*** Given text Section Begins ***
Trial begins for Dover man in fatal shooting of Clayton man

Timothy Safford

DOVER — Did Timothy L. Safford try to protect his longtime friend from trouble before a fatal shooting at Liberty Court Apartments two years ago?

Or did the 44-year-old first-degree murder defendant discharge the rounds that felled Sylvester Lee on June 22, 2018?

Opposing attorneys presented mostly diverging accounts during opening statements Tuesday afternoon in a Superior Court trial scheduled to run two weeks. Mr. Safford has pleaded not guilty to first-degree murder and two other felonies he’s charged with.

Mr. Lee, 41 at the time, died after being shot five times near a vehicle in the west Dover neighborhood he was visiting after work on a Friday night, police investigation found. There were more than 50 people in the area at the time and most scattered following the gunfire, according to defense attorney Adam Windett.
*** Given text Section Ends ***
*** Provided material Section Begins ***
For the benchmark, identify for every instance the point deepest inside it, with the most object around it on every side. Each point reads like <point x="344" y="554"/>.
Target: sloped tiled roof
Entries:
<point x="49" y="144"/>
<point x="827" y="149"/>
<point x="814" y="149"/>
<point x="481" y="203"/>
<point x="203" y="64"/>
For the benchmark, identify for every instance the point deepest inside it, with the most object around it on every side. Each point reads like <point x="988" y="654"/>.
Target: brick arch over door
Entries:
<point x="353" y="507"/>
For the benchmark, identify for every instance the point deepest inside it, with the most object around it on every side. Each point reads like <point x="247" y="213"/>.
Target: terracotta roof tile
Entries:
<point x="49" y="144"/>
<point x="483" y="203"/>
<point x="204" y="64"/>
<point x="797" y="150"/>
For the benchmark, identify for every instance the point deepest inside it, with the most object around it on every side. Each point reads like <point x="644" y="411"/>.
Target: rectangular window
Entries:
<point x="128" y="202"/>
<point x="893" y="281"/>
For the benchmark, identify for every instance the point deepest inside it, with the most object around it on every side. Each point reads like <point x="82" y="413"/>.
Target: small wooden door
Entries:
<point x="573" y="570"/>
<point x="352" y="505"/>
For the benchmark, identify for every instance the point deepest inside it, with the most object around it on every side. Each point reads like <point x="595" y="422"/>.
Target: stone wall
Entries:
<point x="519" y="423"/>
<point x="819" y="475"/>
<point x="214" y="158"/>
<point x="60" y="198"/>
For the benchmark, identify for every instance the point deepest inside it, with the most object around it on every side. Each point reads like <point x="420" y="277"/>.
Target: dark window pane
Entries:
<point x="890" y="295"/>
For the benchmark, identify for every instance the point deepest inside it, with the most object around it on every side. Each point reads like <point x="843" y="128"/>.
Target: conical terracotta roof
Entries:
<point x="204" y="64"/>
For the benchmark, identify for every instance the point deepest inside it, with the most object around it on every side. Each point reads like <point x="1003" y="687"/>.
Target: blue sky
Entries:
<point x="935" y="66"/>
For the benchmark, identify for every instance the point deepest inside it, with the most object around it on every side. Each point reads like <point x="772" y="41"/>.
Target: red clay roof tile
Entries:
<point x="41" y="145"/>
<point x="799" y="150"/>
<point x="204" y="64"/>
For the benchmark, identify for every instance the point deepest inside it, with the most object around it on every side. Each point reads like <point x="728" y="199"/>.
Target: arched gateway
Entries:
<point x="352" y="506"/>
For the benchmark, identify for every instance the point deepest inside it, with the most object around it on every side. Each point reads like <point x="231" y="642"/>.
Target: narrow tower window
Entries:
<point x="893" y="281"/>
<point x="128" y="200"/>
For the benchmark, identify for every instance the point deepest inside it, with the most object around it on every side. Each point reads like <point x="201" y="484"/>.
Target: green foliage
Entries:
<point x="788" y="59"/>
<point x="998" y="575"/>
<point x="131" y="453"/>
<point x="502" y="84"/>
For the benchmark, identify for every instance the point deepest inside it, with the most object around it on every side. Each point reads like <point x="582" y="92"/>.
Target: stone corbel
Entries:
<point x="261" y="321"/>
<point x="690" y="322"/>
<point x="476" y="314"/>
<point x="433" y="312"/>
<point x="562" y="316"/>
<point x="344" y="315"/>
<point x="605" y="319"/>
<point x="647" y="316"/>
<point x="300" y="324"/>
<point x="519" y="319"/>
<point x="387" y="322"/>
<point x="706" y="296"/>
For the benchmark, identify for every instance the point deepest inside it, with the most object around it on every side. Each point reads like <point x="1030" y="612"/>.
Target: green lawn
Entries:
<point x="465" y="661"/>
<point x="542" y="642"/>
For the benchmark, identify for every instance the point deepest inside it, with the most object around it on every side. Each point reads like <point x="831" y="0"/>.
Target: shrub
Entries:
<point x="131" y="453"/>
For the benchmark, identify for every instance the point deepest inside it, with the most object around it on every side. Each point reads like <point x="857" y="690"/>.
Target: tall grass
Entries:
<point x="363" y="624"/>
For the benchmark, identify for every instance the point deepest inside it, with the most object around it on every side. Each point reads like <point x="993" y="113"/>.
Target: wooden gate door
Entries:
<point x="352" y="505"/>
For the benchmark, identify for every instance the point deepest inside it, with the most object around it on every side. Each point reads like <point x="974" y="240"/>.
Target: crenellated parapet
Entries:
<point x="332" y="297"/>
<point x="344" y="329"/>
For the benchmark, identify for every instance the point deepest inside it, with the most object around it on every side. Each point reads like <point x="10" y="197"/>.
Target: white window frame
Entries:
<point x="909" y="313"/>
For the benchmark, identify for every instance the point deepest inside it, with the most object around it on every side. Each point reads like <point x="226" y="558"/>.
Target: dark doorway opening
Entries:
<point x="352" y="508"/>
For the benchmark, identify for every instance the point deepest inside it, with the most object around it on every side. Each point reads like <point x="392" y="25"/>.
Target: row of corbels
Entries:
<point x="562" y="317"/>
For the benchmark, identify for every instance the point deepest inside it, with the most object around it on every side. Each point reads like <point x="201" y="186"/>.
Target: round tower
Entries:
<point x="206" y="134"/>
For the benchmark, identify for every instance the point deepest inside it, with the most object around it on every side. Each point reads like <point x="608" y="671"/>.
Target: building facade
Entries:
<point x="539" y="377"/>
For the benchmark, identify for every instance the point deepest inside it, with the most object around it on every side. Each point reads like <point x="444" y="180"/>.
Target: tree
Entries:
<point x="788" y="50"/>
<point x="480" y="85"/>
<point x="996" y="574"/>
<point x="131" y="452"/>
*** Provided material Section Ends ***
- **Exercises**
A – In the article, how long is the Superior Court trial scheduled to run?
B – Reproduce the article's text between "Trial begins for" and "June 22, 2018?", inclusive.
Rely on the article alone.

- **Results for each task**
A – Two weeks.

B –
Trial begins for Dover man in fatal shooting of Clayton man

Timothy Safford

DOVER — Did Timothy L. Safford try to protect his longtime friend from trouble before a fatal shooting at Liberty Court Apartments two years ago?

Or did the 44-year-old first-degree murder defendant discharge the rounds that felled Sylvester Lee on June 22, 2018?